_Records from a pointing dataset_:
§ §

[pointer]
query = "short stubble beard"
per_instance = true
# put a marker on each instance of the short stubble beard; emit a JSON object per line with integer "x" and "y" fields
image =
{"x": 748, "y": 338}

§ §

_Goal_: Return every line of the records above without changing anything.

_Solved problem_:
[pointer]
query = "short stubble beard"
per_instance = true
# put a marker on each instance of the short stubble beard; emit a JSON object per line with integer "x" and "y" fields
image =
{"x": 748, "y": 338}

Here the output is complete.